Задания >>
1. Повторите слово в слово отрывок из текста о стрельцах и казнях XVII века, начиная со слов «В свою очередь, русские» и заканчивая словами «всех и каждого.».
2. Подхватите текст о стрельцах и казнях XVII века и продолжите его, начав сразу после последнего приведенного предложения.

Фрагмент документа >>
▽

В свою очередь, русские свидетели этих событий отмечали о жертвах стрельцов, что «как их рубили… в те поры били в набат у Спаских ворот»
[1051]. Медведев обратил внимание на барабанный бой, а Матвеев говорил, что били «не умолкая»: «О, какой тогда лютый страх, ужас и трепет… нанесеся»
[1052]. Нет данных о подобном звуковом сопровождении применительно к 1648 году или во время казней 1653 и 1670-х годов. В данном случае стрельцы использовали его, чтобы их действия выглядели законными и получившими всеобщее одобрение, то есть касавшимися всех и каждого.
Еще один любопытный случай манипулирования атрибутами судопроизводства имел место в конце 1682 года, когда солдаты полка Бохина вошли в Кремль, встали перед дворцом и установили плахи с топорами для отрубания головы. Некоторые из них легли, приготовившись к казни. Думный дьяк Федор Шакловитый вышел, чтобы узнать, за какое преступление они несут такое наказание, на что те отвечали, что их оклеветали, обвинив в подготовке к бунту, и они требуют проведения расследования для восстановления своего доброго имени. Их простили и отпустили
[1053].

△

Исходные данные >>
▽

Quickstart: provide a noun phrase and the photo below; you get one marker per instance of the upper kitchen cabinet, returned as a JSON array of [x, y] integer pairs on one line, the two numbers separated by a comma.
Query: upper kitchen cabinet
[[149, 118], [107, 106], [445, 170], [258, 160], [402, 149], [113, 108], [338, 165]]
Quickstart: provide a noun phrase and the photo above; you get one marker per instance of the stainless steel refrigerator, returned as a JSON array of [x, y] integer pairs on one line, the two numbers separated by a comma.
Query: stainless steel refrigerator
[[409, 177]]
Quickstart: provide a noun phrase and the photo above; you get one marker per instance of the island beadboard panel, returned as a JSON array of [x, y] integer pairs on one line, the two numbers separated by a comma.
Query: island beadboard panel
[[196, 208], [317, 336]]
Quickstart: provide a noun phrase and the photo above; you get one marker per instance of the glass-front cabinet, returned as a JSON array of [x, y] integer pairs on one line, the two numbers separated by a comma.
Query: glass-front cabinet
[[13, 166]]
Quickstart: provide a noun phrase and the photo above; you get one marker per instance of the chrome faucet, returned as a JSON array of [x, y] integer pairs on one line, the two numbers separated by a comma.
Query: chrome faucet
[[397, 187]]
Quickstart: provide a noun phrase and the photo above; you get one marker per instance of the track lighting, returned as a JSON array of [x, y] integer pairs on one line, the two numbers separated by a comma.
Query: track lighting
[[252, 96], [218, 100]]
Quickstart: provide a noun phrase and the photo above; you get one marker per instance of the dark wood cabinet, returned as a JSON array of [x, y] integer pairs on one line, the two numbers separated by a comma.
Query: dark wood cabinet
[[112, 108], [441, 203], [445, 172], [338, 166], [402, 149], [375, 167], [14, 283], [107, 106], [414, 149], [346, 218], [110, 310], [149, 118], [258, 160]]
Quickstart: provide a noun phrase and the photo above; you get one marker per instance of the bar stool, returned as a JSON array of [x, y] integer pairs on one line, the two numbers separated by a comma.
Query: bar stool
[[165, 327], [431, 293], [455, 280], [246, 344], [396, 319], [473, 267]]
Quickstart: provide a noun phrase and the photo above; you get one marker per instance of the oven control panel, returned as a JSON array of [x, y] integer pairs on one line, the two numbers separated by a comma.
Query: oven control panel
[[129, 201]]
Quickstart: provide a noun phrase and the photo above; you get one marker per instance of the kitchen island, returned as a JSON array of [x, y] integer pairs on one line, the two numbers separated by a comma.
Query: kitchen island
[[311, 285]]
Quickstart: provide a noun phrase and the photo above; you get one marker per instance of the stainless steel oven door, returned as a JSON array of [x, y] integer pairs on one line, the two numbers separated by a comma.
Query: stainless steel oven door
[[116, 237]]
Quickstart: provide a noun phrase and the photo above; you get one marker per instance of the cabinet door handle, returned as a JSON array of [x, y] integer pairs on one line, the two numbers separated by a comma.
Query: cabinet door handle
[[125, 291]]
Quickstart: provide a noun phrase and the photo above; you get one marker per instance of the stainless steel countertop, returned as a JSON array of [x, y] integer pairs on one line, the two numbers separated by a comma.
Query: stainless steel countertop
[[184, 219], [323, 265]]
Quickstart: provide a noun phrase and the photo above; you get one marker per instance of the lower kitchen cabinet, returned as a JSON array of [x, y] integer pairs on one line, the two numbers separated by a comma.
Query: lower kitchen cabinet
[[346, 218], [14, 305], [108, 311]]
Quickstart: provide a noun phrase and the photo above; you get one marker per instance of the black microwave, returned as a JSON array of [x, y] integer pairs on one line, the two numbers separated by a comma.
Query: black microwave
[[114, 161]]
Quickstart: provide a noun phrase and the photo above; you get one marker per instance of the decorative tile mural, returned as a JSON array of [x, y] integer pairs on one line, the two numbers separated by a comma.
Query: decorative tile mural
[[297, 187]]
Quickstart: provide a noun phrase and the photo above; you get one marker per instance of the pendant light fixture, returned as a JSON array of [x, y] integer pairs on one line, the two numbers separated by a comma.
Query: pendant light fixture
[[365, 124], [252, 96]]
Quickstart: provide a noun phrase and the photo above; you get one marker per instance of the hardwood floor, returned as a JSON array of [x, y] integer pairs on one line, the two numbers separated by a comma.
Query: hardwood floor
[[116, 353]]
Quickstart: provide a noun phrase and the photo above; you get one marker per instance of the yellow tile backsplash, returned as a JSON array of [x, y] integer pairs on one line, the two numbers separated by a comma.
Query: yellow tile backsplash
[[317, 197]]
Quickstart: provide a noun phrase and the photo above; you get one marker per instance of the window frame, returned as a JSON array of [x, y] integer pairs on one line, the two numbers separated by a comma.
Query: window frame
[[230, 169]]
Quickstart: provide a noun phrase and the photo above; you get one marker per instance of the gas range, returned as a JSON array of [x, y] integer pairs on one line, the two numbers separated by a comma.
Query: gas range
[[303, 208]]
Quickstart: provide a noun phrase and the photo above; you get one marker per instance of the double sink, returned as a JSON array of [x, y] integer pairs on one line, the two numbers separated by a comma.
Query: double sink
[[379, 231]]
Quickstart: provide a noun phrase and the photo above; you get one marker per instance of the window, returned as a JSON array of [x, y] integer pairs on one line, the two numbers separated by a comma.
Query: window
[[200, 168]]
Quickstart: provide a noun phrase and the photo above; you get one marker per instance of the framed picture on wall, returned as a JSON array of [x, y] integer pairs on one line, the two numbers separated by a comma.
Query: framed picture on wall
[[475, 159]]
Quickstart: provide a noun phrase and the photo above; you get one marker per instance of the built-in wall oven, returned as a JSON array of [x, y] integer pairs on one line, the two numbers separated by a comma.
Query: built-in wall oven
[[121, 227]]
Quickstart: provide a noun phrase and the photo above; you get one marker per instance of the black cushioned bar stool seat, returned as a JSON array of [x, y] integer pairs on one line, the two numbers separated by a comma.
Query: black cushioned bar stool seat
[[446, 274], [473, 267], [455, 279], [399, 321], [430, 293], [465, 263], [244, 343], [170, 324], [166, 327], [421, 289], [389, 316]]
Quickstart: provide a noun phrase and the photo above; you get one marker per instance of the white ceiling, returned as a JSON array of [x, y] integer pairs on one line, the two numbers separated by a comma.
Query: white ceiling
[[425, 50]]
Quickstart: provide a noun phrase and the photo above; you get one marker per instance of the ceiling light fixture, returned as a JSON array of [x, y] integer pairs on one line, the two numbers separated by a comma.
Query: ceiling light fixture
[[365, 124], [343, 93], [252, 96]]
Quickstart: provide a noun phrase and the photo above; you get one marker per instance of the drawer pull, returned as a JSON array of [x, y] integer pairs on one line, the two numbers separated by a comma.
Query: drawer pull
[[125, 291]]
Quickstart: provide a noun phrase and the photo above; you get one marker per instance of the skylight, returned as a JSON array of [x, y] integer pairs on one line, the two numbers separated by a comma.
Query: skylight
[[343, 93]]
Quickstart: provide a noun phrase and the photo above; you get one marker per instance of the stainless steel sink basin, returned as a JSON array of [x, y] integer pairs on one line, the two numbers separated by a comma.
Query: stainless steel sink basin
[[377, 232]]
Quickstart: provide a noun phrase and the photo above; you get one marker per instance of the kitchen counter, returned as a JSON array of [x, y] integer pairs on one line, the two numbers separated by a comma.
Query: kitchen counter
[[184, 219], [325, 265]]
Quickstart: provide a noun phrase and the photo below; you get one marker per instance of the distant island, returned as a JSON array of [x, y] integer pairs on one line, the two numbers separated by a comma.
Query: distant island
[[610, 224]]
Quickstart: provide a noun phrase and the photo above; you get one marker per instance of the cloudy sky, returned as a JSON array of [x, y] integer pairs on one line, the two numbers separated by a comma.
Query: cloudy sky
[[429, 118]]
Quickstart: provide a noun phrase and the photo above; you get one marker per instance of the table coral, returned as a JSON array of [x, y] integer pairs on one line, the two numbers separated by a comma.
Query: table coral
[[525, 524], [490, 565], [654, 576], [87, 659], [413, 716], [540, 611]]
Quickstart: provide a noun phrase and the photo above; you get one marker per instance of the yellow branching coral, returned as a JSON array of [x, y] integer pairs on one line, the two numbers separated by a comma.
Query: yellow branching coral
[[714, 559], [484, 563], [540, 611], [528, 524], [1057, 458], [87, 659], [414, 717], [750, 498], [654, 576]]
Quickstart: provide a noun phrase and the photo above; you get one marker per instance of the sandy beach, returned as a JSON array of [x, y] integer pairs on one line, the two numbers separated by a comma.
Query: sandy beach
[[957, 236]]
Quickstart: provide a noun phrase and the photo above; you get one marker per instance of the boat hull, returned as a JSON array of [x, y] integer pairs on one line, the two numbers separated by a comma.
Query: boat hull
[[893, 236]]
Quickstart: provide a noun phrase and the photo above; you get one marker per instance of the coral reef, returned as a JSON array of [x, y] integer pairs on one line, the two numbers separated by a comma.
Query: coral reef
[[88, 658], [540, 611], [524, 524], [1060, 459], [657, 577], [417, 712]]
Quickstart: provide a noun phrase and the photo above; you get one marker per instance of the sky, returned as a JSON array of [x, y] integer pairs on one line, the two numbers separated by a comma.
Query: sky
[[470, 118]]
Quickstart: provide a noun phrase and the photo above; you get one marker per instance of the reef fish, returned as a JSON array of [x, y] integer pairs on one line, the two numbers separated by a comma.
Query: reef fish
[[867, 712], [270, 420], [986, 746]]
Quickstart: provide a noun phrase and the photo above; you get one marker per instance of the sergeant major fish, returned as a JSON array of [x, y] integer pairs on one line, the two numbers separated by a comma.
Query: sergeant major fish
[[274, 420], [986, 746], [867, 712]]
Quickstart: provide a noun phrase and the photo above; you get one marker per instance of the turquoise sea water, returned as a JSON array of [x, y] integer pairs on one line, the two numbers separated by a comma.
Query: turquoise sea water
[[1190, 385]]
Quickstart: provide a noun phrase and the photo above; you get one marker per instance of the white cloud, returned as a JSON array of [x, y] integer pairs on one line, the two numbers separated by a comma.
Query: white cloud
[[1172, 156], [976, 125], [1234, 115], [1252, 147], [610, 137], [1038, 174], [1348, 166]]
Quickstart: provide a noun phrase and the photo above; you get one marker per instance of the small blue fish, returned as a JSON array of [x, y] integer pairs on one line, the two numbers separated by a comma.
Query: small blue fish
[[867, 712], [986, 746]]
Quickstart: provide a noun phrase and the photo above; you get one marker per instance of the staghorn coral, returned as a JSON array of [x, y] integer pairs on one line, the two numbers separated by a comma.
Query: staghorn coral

△

Ответы к заданиям >>
1.
В свою очередь, русские свидетели этих событий отмечали о жертвах стрельцов, что «как их рубили… в те поры били в набат у Спаских ворот»
[1051]. Медведев обратил внимание на барабанный бой, а Матвеев говорил, что били «не умолкая»: «О, какой тогда лютый страх, ужас и трепет… нанесеся»
[1052]. Нет данных о подобном звуковом сопровождении применительно к 1648 году или во время казней 1653 и 1670-х годов. В данном случае стрельцы использовали его, чтобы их действия выглядели законными и получившими всеобщее одобрение, то есть касавшимися всех и каждого.

2.
Зло, с точки зрения людей того времени, имело сверхъестественную природу. Даже самые образованные из наших свидетелей – Сильвестр Медведев и Андрей Матвеев – считали эти события проявлением вселенского хаоса. Медведев, называя его «попущением гнева Божия», писал, что «воздвижеся буря ветрена велия, и облаки мрачны ношахуся», а Матвеев, восстанавливая ход событий десятилетия спустя, отмечал, что сначала день «вельми светлым, тихим и зело ведренным был; но когда кровопролитие оным боярам от того их тиранского мучительства началося, внезапу такая очень мрачная буря и тьма свирепая встала, без тучи, ветром жестоким»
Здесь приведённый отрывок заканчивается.